**Exercices**
**1)** Recopiez le passage du texte sur la synagogue espagnole qui commence aux mots « Je m’arrête devant » et s'arrête après « vitesse, images troubles. ». Remplacez-y « hargneuse » par « soupçonneuse ».
**2)** Poursuivez le texte sur la synagogue espagnole après sa dernière phrase, s'il vous plaît.

**Extrait**
^^^^^^^^

La vieille « synagogue espagnole »rue VITTORIA, et l’une des ces implacables plaques de FERRARA. L’ensemble menace ruine. Des poutres se déguisent en échafaudage pour sauver un mur. Au coin de rue en face, un bistrot assez minable, une terrasse crasseuse, la patronne ( il n’y a qu’elle pour s’asseoir avec cette arrogance des très médiocres). Elle m’observe avec un regard où la défiance déjà s’efface au profit d’une haine sans raison, les pires. 
Hormis cette petite plaque très discrète, très dégradée,
en voie d’effondrement, nul signe de ce que fut ici installée, vivante,
La Synagogue Espagnole.
J’ai aussi en mémoire l’école juive où enseigna BASSANI,
avant la fuite à Rome, et la clandestinité. La tenancière immobile explose la méfiance tenace et destructrice de ceux pour qui toute allusion à ce passé-là contient les risques d’une facture présentée par l’Histoire et ses revenants : ici on ne trouvera donc rien, pas d’enseigne, pas de lettres, ni bois ni charbon, ni vin, ni pain, ni sel, ni eau, rien.
Rien, sauf le regard en absinthe d’une bistrotière, et sa haine intuitive.
Je m’arrête devant la façade, la parcours du regard, j’inventorie l’étendue de ce déni. La patronne du bar m’observe, hargneuse. Je fais des photos de la plaque, de détails, en vitesse, images troubles. 
Depuis l’extrémité de la ruelle survient le garçon qui, sans doute, reprend son service.

^^^^^^^^

**Données affichées**

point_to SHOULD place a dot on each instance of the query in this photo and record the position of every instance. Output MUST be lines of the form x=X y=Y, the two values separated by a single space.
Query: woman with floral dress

^^^^^^^^

**Réponses par exercice**
**1)**
Je m’arrête devant la façade, la parcours du regard, j’inventorie l’étendue de ce déni. La patronne du bar m’observe, soupçonneuse. Je fais des photos de la plaque, de détails, en vitesse, images troubles.

**2)**
Un « diable » ( !) le précède, obliquement chargé de bières, et bousculé par ces imbattables pierres rondes du pavé, signature de Ferrera. Il entrouvre la porte si délabrée de l’ex-synagogue abandonnée depuis 75 ans, et entreprend de répartir son chargement entre la réserve du bar, et un cellier clandestin qui apparaît, brumeux et gris, sous une ampoule accrochée à une poutre portant des caractères hébreux, dans ce qui fut le vestibule de la synagogue.
Cellier clandestin. Dépôt volé. Encore une fois l’espace accaparé…
» Aryanisation » a-t-on dit en France.
On me connaît : j’en profite pour regarder. Je regarde tout ce qui se dévoile et qu’on cache, depuis soixante-dix ans bientôt.
L’intérieur est très sombre, sale, désordonné. Deux ou trois étagères de mauvaise fortune et piètre facture, des lambris déposés assortis de toiles d’araignées, surtout des piles de cartons emplis de canettes, un peu de conserves, des saucissons pendus à une planche, protégés par du film plastique.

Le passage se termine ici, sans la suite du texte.